An alternative definition of the mean incidence rate, which is less sensitive to patients with short-term follow-up, is the mean number of events divided by the mean exposure time. Again, this criterion does not require any assumptions. Using the empirical counterpart of the estimator, this approach results in 15.1 and 19.2 events per 100-years for sacubitril/valsartan and enalapril. The ratio of the mean incidence rates is 0.79 and with 5000 bootstrap samples, the 95% CI is 0.71 to 0.87. Coincidently, the results from this nonparametric analysis are very similar to those from the negative binomial analysis. Note that if the negative binomial model holds and the assumption that the incidence rate is independent of the follow-up time is valid, then two preceding model-free estimators are both unbiased for the same parameter.
The quantifications for recurrent events considered thus far may not be ideal if, for example, there is a definite survival advantage for one treatment arm over the other. A treatment that is effective for extending survival may increase the incidence rate by extending a patient’s exposure period. In other words, a direct comparison of the mean number of recurrent events per unit of exposure time between the treatment arms can be misleading. One approach to deal with this situation is to consider an endpoint that consists of the total event-free survival times summed across all recurrent events that a patient might experience. For example, in cardiovascular studies, this endpoint might include the total time spent free of heart failure hospitalization while the patient is alive. Model-free analytic methods with this endpoint have recently been developed by Claggett et al.26
5 |. DISCUSSIONS
It is important to note that even if we choose a model-free quantification of the treatment difference, it should be accompanied by an appropriate summary of the endpoint in each treatment group. For instance, in the heart failure example, the ratio of the two mean incidence rates has no modeling constraints. However, without estimates of the mean incidence rate for each group, it would be difficult to interpret whether the difference between the groups is clinically meaningful. This parallels the difficulty of presenting a hazard ratio without an estimated hazard curve, as in the second example, or presenting an odds ratio without reference event rates, as in the first example.

[Required actions]
- A) In the passage on recurrent-event analysis, copy the text between "An alternative definition" and "the same parameter.", inclusive.
- B) Rewrite the paragraph of the recurrent-event analysis passage that begins "It is important to note that even if" as a short bulleted list that keeps its main points.

[Data section]

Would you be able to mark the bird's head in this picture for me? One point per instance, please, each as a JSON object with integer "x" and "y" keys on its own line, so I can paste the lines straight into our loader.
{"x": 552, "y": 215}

[Response list]
- A)
An alternative definition of the mean incidence rate, which is less sensitive to patients with short-term follow-up, is the mean number of events divided by the mean exposure time. Again, this criterion does not require any assumptions. Using the empirical counterpart of the estimator, this approach results in 15.1 and 19.2 events per 100-years for sacubitril/valsartan and enalapril. The ratio of the mean incidence rates is 0.79 and with 5000 bootstrap samples, the 95% CI is 0.71 to 0.87. Coincidently, the results from this nonparametric analysis are very similar to those from the negative binomial analysis. Note that if the negative binomial model holds and the assumption that the incidence rate is independent of the follow-up time is valid, then two preceding model-free estimators are both unbiased for the same parameter.

- B)
- A model-free quantification of the treatment difference should come with a suitable summary of the endpoint in each treatment group.
- In the heart failure example, the ratio of the two mean incidence rates has no modeling constraints.
- Without mean incidence rate estimates for each group, it is hard to judge whether the between-group difference is clinically meaningful.
- This parallels two other problems: presenting a hazard ratio without an estimated hazard curve (the second example) and presenting an odds ratio without reference event rates (the first example).